BEGIN

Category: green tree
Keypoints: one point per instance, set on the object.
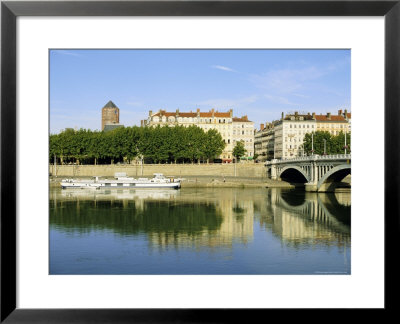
(213, 144)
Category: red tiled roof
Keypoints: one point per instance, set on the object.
(305, 117)
(218, 114)
(241, 119)
(333, 118)
(192, 114)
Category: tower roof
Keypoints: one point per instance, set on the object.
(110, 104)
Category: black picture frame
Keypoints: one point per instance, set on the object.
(10, 10)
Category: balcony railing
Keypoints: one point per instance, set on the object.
(310, 158)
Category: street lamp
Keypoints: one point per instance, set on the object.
(312, 143)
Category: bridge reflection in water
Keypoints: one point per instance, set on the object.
(297, 217)
(205, 218)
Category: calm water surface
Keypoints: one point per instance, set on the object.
(199, 231)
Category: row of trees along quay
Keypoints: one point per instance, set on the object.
(125, 144)
(324, 143)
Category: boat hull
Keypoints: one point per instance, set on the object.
(82, 185)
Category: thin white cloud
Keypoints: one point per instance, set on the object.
(223, 68)
(280, 100)
(135, 103)
(69, 53)
(224, 103)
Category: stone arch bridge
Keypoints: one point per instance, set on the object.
(319, 173)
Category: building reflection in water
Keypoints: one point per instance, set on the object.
(298, 217)
(205, 218)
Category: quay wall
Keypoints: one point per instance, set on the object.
(248, 170)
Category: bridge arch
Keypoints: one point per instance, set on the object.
(295, 168)
(333, 176)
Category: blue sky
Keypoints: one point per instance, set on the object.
(257, 83)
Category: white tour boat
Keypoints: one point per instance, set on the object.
(121, 181)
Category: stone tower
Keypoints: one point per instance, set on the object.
(109, 114)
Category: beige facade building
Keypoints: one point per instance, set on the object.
(109, 115)
(289, 134)
(264, 142)
(334, 124)
(224, 122)
(243, 130)
(286, 136)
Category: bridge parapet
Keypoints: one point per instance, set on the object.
(310, 158)
(319, 171)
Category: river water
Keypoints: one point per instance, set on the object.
(199, 231)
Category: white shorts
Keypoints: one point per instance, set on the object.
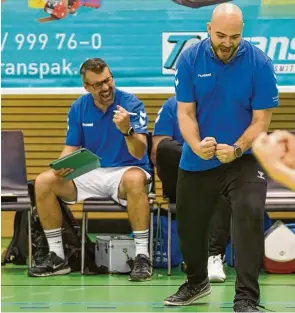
(103, 182)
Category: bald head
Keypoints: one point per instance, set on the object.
(227, 11)
(225, 30)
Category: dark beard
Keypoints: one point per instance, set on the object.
(232, 54)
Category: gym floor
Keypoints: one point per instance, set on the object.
(114, 293)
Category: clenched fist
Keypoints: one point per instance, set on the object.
(225, 153)
(206, 148)
(122, 120)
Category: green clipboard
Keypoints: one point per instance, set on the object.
(81, 161)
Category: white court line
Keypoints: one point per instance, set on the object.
(40, 293)
(3, 298)
(77, 289)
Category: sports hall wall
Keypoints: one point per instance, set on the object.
(140, 40)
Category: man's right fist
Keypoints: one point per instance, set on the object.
(206, 148)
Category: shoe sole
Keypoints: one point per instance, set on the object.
(216, 279)
(197, 297)
(140, 279)
(60, 272)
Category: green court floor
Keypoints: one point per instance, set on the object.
(114, 293)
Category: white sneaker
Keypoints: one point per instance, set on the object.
(215, 269)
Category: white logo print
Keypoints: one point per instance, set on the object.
(158, 117)
(142, 119)
(176, 79)
(260, 175)
(205, 75)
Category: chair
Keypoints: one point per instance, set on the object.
(171, 210)
(14, 188)
(109, 205)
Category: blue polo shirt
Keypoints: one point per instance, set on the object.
(225, 94)
(166, 123)
(94, 130)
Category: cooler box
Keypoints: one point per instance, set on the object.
(280, 249)
(116, 252)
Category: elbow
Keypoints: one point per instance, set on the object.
(138, 156)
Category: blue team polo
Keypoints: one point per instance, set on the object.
(95, 130)
(166, 123)
(225, 94)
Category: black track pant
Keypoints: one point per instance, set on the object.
(197, 195)
(168, 157)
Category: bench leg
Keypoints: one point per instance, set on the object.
(84, 218)
(30, 238)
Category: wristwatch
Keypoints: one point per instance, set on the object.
(238, 151)
(130, 132)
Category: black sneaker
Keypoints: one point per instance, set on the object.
(141, 268)
(189, 293)
(51, 265)
(245, 306)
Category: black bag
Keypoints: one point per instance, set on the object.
(17, 251)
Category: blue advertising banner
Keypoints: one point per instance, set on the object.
(139, 39)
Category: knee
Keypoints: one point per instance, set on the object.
(44, 182)
(249, 211)
(134, 180)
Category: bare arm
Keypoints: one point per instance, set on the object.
(136, 145)
(68, 150)
(260, 123)
(188, 124)
(156, 141)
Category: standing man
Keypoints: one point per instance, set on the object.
(112, 124)
(226, 89)
(166, 154)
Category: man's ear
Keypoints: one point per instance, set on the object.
(209, 28)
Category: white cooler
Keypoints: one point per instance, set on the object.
(279, 249)
(116, 252)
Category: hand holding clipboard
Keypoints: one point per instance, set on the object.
(75, 164)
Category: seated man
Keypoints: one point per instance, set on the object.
(112, 124)
(166, 153)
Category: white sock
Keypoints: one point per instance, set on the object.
(141, 239)
(54, 240)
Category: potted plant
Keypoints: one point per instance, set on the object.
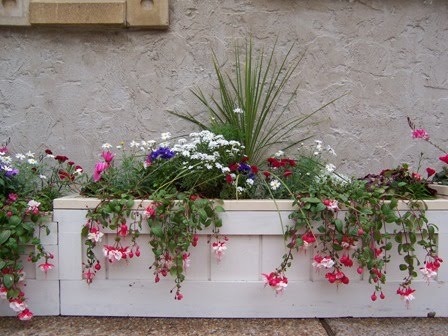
(29, 183)
(439, 179)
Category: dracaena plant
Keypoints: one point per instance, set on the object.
(178, 177)
(441, 176)
(363, 237)
(252, 106)
(28, 184)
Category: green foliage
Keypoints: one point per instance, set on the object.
(251, 107)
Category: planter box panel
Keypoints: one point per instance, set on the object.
(242, 299)
(273, 248)
(241, 260)
(234, 287)
(135, 268)
(42, 298)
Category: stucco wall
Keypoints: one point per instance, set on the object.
(72, 90)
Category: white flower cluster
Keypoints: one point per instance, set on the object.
(204, 149)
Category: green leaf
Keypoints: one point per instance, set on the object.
(339, 225)
(320, 207)
(8, 280)
(219, 209)
(14, 220)
(337, 247)
(4, 236)
(157, 231)
(311, 200)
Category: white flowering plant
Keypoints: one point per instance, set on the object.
(28, 183)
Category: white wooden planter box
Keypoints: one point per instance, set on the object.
(442, 190)
(234, 287)
(41, 290)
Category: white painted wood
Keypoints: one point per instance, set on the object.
(242, 299)
(241, 260)
(234, 287)
(41, 290)
(42, 298)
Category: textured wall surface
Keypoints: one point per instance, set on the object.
(72, 90)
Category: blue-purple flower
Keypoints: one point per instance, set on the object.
(163, 152)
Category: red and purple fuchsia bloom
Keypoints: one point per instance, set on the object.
(163, 153)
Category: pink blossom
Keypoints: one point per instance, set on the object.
(3, 292)
(12, 197)
(406, 293)
(45, 267)
(322, 262)
(95, 235)
(100, 167)
(17, 305)
(150, 211)
(25, 315)
(89, 275)
(195, 240)
(124, 230)
(346, 261)
(308, 239)
(444, 158)
(337, 277)
(33, 207)
(108, 156)
(276, 281)
(219, 247)
(186, 261)
(115, 253)
(430, 171)
(420, 134)
(331, 205)
(178, 296)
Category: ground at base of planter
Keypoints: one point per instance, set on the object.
(115, 326)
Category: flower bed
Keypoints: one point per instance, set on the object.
(41, 288)
(234, 286)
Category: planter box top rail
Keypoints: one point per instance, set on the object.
(79, 202)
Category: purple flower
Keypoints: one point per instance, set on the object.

END

Task to complete → Your copy of the entries must be exact and must contain no pictures.

Reply to the exercise →
Category: green tree
Keypoints: one point per instance, set on the object.
(213, 144)
Category: red tiled roof
Keypoints: one point per instance, set on the object.
(305, 117)
(218, 114)
(241, 119)
(333, 118)
(192, 114)
Category: tower roof
Keypoints: one point per instance, set on the object.
(110, 104)
Category: black picture frame
Keypoints: one point per instance, set on the object.
(10, 10)
Category: balcony railing
Keypoints: one point per instance, set on the object.
(310, 158)
Category: street lamp
Keypoints: one point per instance, set on the object.
(312, 143)
Category: bridge reflection in water
Keypoints: one point per instance, set on the object.
(297, 217)
(205, 218)
Category: calm water surface
Keypoints: one point per instance, set on the object.
(199, 231)
Category: row of trees along quay
Keypoints: one point per instance, set on the object.
(125, 144)
(324, 143)
Category: boat hull
Keypoints: one point per instance, set on the object.
(82, 185)
Category: thin white cloud
Keypoints: one point per instance, set on the object.
(223, 68)
(280, 100)
(135, 103)
(69, 53)
(224, 103)
Category: stone arch bridge
Keypoints: one point per instance, set on the object.
(319, 173)
Category: building reflection in water
Keypoints: one point per instance, set on the object.
(298, 217)
(205, 218)
Category: quay wall
Keypoints: one point per instance, set on the object.
(248, 170)
Category: bridge arch
Keypoints: one point per instance, set on the object.
(295, 168)
(333, 176)
Category: blue sky
Keypoints: one point per instance, set on the object.
(257, 83)
Category: white tour boat
Keypoints: one point per instance, set on the object.
(121, 181)
Category: stone tower
Keypoints: one point per instance, set on the object.
(109, 114)
Category: beige facade building
Keypoints: one point per instance, set on the object.
(109, 115)
(289, 134)
(264, 142)
(334, 124)
(224, 122)
(243, 130)
(286, 136)
Category: bridge parapet
Keypoints: one point per instance, set on the object.
(310, 158)
(319, 171)
Category: river water
Keypoints: one point per instance, set on the object.
(199, 231)
Category: white shorts
Keypoints: one point per instance, set on the object.
(103, 182)
Category: bald head
Keypoints: one point per instance, set on the object.
(227, 11)
(225, 30)
Category: dark beard
Keypoints: one point per instance, set on the object.
(232, 54)
Category: gym floor
Keypoints: one point per instance, set on the object.
(114, 293)
Category: clenched fist
Keypoints: one point per instance, set on the object.
(225, 153)
(206, 148)
(122, 120)
Category: green clipboard
Keypoints: one point per instance, set on the object.
(81, 161)
Category: white court line
Keypoints: one point per instance, set on the object.
(40, 293)
(3, 298)
(77, 289)
Category: sports hall wall
Keypoints: one point per instance, set on the object.
(140, 40)
Category: man's right fist
Keypoints: one point per instance, set on the object.
(206, 148)
Category: shoe sole
Keypoints: one point per instance, set on the object.
(216, 279)
(197, 297)
(140, 279)
(60, 272)
Category: green court floor
Keypoints: one point per instance, set on the object.
(114, 293)
Category: white sneaker
Keypoints: one point per instance, set on the object.
(215, 269)
Category: white logo print
Keypoints: one point per instance, set on the object.
(158, 117)
(142, 119)
(176, 79)
(260, 175)
(205, 75)
Category: chair
Keypoints: one point per instance, set on the object.
(171, 210)
(14, 188)
(109, 205)
Category: blue polo shirt
Keypoints: one point per instance, set on the object.
(225, 94)
(166, 123)
(94, 130)
Category: cooler box
Keypoints: one point per instance, set on the object.
(280, 249)
(116, 252)
Category: elbow
Keypoints: one point per instance, set on the object.
(138, 156)
Category: blue team polo
Keypoints: one point per instance, set on the object.
(95, 130)
(166, 123)
(225, 94)
Category: black track pant
Keypoints: one point per instance, set on the object.
(197, 195)
(168, 157)
Category: bench leg
Keypoints: one point per instance, set on the object.
(84, 218)
(30, 238)
Category: wristwatch
Keypoints: one point per instance, set on the object.
(238, 151)
(130, 132)
Category: black sneaker
Keypoints: one point per instance, set on the object.
(141, 268)
(189, 293)
(51, 265)
(245, 306)
Category: black bag
Keypoints: one point per instance, set on the object.
(17, 251)
Category: blue advertising banner
Keypoints: one point per instance, set on the object.
(139, 39)
Category: knee
Keypoints: one point per instance, set on the object.
(44, 182)
(249, 211)
(134, 180)
Category: bare arm
Keypoints: one point per instance, set on the object.
(136, 145)
(68, 150)
(260, 123)
(188, 124)
(156, 141)
Category: standing man
Keypoints: one point per instance, set on the object.
(112, 124)
(226, 89)
(166, 154)
Category: man's ear
Keypoints: one point per instance, set on the object.
(209, 28)
Category: white cooler
Keypoints: one point per instance, set on the object.
(279, 249)
(116, 252)
Category: hand holding clipboard
Keypoints: one point per instance, set on the object.
(75, 164)
Category: seated man
Keypoints: one point per instance, set on the object.
(112, 124)
(166, 153)
Category: white sock
Keypoints: one point per instance, set on the object.
(141, 239)
(54, 240)
Category: potted plant
Keypoints: one point per instance, set on the object.
(29, 183)
(439, 179)
Category: dracaena plant
Keypoints: one point per instance, set on the object.
(178, 177)
(441, 176)
(363, 237)
(252, 106)
(28, 184)
Category: green foliage
Keypoints: one point per instance, set on the object.
(251, 107)
Category: planter box panel
Keypoints: one point per instance, set on the object.
(242, 299)
(273, 248)
(241, 260)
(234, 287)
(135, 268)
(42, 298)
Category: stucco wall
Keypoints: one point per instance, set on the object.
(72, 90)
Category: white flower cluster
Keypoints: one point per instance, set on the object.
(204, 149)
Category: green leaf
Keypoints: one point per instance, set on the object.
(339, 225)
(320, 207)
(8, 280)
(219, 209)
(14, 220)
(337, 247)
(4, 236)
(157, 231)
(311, 200)
Category: white flowering plant
Keypoints: one point per instance, set on the object.
(28, 183)
Category: white wooden planter box
Keypoints: one point per instance, set on the object.
(442, 190)
(234, 287)
(41, 290)
Category: white painted wood
Keypoints: one point per instance, set on the object.
(242, 299)
(241, 260)
(234, 287)
(41, 290)
(42, 298)
Category: textured wall surface
Keypoints: one point per instance, set on the object.
(72, 90)
Category: blue-purple flower
Keypoints: one point per instance, set on the object.
(163, 152)
Category: red and purple fuchsia bloom
Keypoints: one point per instance, set on the object.
(163, 153)
Category: pink blossom
Keypoints: one point per instance, set on the object.
(3, 292)
(12, 197)
(406, 293)
(45, 267)
(322, 262)
(95, 235)
(100, 167)
(17, 305)
(150, 211)
(25, 315)
(89, 275)
(195, 240)
(124, 230)
(346, 261)
(308, 239)
(444, 158)
(337, 277)
(33, 207)
(108, 156)
(276, 281)
(219, 247)
(186, 261)
(115, 253)
(430, 171)
(420, 134)
(331, 205)
(178, 296)
Category: ground at base of planter
Keypoints: one point per instance, set on the object.
(115, 326)
Category: flower bed
Keypoints: one point per instance, set on the object.
(41, 288)
(234, 286)
Category: planter box top rail
Keypoints: one point per instance, set on the object.
(79, 202)
Category: purple flower
Keypoints: one point per instance, set on the object.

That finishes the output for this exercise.